[Problem A]
Summarize the passage about the special dishes in two sentences.
[Problem B]
Using the passage about the special dishes, answer yes or no to each statement and quote the words that decide it: (i) The narrator kept the dishes in a low cabinet. (ii) The mother-in-law is no taller than five feet. (iii) The ramekin broke against the sink.
[Problem C]
Continue the passage about the special dishes, picking up right after its final sentence.

** Excerpted text follows **

I’d mentioned to my mother-in-law in the past how special these dishes were to me. We’d even had little spats over that they weren’t really meant for daily bowl use, and they should not, under any circumstances, be put in the dishwasher. I’d hidden them on the top shelf in the highest cabinet in the kitchen to keep them out of her reach.

My mother-in-law doesn’t stand a hair over 5 feet. How the fuck did she find them?!

I lost the ability to form rational thought. I grabbed the dish and started washing it angrily. In fact, I was scrubbing it a little too angrily. Postpartum hormones, sleep deprivation, and blind rage are not a good dish-washing combination. The ramekin slipped from my hands and shattered against the sink.

** End of Excerpted text **
** Data extracts follows **

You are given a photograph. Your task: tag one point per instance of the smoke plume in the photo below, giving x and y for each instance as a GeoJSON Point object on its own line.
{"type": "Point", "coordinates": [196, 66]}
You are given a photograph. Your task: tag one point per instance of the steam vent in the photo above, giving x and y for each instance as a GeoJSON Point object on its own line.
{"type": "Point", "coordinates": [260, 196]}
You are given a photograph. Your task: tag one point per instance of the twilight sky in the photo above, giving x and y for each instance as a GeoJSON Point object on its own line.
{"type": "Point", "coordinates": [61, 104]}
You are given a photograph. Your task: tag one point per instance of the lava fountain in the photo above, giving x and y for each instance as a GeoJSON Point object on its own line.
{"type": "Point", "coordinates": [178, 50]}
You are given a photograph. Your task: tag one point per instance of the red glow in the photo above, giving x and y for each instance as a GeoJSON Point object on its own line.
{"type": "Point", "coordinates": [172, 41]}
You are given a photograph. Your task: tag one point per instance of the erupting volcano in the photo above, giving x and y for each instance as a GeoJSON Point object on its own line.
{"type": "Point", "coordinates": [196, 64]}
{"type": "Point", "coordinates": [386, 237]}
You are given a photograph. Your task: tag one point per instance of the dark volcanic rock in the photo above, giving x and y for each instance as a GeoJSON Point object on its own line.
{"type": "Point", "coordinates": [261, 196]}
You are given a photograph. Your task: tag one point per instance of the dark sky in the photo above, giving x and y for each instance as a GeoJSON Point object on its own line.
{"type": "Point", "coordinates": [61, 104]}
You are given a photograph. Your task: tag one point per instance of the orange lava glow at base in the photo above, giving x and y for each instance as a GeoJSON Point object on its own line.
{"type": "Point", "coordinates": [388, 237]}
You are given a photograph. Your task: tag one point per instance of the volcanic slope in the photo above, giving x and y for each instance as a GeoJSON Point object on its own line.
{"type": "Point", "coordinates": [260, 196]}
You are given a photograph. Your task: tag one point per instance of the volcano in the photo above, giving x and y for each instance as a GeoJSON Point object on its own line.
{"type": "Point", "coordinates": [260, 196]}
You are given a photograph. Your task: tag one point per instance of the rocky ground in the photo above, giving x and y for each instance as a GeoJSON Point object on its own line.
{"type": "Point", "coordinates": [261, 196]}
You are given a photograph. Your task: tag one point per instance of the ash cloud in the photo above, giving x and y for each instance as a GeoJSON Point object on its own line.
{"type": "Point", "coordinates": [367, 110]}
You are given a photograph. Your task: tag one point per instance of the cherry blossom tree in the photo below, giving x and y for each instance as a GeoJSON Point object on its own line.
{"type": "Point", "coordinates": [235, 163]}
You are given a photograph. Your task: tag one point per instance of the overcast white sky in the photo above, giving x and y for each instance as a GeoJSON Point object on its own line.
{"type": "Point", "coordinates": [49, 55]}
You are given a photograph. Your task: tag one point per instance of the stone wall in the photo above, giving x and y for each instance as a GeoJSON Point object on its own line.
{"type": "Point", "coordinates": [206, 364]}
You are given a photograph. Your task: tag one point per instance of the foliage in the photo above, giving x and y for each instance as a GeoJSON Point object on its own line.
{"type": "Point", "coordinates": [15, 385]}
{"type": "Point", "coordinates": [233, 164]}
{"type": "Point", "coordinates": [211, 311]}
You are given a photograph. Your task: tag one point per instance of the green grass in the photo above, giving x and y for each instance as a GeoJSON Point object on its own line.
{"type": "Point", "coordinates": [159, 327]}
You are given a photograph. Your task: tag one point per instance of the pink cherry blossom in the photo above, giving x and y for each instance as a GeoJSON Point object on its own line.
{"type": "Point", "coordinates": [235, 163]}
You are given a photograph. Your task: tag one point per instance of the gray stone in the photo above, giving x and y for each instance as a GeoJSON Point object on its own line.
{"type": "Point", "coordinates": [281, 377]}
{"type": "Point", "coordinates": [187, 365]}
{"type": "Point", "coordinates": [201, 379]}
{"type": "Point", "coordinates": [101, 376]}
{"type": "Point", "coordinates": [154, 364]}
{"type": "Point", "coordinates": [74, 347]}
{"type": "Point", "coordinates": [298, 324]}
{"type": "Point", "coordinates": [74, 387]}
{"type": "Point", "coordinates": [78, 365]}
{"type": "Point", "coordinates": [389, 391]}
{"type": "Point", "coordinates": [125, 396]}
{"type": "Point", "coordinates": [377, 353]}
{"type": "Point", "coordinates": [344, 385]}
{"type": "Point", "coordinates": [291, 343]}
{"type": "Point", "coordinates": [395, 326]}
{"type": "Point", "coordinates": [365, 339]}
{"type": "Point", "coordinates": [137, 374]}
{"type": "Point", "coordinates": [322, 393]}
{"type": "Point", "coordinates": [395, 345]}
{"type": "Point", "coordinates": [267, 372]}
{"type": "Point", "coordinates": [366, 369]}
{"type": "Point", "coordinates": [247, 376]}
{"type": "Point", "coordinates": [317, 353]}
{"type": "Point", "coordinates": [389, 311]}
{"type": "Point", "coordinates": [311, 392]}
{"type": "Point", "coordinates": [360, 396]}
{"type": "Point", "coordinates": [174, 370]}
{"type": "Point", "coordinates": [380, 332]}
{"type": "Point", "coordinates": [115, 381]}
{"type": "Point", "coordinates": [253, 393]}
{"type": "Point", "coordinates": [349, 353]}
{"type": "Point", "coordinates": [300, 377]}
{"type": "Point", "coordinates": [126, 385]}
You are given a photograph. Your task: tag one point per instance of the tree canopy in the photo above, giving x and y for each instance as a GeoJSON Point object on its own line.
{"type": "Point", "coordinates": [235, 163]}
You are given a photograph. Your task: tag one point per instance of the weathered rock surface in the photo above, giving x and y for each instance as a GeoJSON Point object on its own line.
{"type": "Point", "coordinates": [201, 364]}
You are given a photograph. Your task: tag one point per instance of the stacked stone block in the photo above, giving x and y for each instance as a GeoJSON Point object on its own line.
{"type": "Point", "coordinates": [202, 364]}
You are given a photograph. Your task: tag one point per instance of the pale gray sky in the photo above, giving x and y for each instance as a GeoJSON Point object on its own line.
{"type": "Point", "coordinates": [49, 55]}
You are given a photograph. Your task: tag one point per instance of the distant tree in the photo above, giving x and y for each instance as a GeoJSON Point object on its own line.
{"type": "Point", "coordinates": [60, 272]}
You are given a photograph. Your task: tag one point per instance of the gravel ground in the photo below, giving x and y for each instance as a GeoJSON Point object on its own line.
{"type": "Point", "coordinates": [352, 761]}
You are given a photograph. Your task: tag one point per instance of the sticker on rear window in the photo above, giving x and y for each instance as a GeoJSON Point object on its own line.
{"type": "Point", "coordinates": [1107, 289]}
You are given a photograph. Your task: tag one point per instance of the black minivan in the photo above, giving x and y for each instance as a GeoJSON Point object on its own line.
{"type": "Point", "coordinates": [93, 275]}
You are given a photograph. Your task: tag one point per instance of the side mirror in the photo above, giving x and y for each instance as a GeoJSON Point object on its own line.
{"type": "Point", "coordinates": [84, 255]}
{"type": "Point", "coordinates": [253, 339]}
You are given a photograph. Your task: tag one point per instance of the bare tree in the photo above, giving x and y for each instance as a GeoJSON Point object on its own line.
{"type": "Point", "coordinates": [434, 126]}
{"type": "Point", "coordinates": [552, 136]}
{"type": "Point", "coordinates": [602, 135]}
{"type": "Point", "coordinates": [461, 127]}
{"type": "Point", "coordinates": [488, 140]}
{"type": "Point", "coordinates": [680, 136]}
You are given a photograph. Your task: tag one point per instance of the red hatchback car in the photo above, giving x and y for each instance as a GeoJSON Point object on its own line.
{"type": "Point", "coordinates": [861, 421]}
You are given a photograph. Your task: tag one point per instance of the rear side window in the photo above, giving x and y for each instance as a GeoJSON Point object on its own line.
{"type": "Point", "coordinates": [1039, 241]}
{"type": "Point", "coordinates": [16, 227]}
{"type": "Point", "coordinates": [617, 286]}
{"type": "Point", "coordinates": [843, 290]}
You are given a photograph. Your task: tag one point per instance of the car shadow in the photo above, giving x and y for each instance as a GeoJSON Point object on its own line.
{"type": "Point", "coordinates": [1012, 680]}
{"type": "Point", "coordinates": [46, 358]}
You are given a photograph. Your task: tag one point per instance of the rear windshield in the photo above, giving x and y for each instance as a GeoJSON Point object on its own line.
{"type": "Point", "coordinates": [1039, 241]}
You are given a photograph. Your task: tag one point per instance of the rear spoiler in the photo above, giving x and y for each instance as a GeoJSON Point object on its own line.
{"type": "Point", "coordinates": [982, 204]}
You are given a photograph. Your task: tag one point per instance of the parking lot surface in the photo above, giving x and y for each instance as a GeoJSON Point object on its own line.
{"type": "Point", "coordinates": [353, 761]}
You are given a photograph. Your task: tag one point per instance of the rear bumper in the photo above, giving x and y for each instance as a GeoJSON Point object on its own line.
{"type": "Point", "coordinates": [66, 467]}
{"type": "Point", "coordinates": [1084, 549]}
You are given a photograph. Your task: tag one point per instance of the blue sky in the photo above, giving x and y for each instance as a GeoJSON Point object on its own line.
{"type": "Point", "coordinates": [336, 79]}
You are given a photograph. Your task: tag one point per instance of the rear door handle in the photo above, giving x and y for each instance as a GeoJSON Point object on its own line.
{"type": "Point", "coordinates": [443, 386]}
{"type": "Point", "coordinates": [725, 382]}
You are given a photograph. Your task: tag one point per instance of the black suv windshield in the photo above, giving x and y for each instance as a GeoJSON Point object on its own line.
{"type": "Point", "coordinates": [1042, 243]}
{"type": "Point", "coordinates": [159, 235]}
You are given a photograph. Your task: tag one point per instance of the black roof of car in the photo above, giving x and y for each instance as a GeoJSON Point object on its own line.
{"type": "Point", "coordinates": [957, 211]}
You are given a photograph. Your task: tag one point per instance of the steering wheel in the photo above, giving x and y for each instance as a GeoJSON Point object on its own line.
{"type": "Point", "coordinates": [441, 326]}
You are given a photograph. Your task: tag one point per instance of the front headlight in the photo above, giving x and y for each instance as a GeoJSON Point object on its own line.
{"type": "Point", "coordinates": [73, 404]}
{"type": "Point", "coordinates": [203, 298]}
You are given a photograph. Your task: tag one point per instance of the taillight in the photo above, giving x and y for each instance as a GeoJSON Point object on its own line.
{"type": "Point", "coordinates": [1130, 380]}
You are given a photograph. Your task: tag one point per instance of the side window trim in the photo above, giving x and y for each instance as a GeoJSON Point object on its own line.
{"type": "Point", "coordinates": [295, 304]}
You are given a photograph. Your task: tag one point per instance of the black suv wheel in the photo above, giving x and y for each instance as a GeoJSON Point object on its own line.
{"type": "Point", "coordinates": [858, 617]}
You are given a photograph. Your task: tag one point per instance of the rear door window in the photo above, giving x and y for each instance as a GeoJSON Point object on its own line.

** End of Data extracts **

[Response A]
The narrator had told the mother-in-law how special the dishes were, had argued that they weren't for daily use or the dishwasher, and had hidden them on the top shelf of the highest kitchen cabinet, yet the mother-in-law, who is no taller than five feet, found them. Washing one in a rage made worse by postpartum hormones and sleep deprivation, the narrator scrubbed too hard, and the ramekin slipped and shattered against the sink.

[Response B]
(i) No: "I’d hidden them on the top shelf in the highest cabinet in the kitchen"
(ii) Yes: "My mother-in-law doesn’t stand a hair over 5 feet."
(iii) Yes: "The ramekin slipped from my hands and shattered against the sink."

[Response C]
I’d lost. I’d lost my dish, I’d lost my kitchen, and I’d lost my mind. I slumped down on the floor in front of the sink, water still running, and I cried big, body-racking sobs of despair. Between a demanding newborn, a vicious yeast infestation, an attention-starved toddler, and a meddling mother-in-law, that dish was the last piece of control I had left in my life. And I broke it.

My husband and his parents came home from the park to find me crumpled on the floor muttering about dog food and ramekins. My husband quickly ushered me into the bathroom. When I finally calmed down enough to explain to him what happened, he laughed. Is that all? At the time, I wanted to punch him in the nose, but looking back it was exactly what I needed to hear.

They were just dishes, and my in-laws were just visiting. My house was still my house, and my life was still my life. The dogs could go on a diet. The only thing truly broken was a piece of glass. I’d like to say that I emerged from the bathroom a wiser, more Zen version of myself. Unfortunately, that was not the case. I hid there another 15 minutes before skulking back into the kitchen and loudly rearranging everything .

Once the kitchen was returned to glory, I felt better. I even resisted the urge to use the ramekins to make vindictive revenge soufflés for dinner for everyone except her.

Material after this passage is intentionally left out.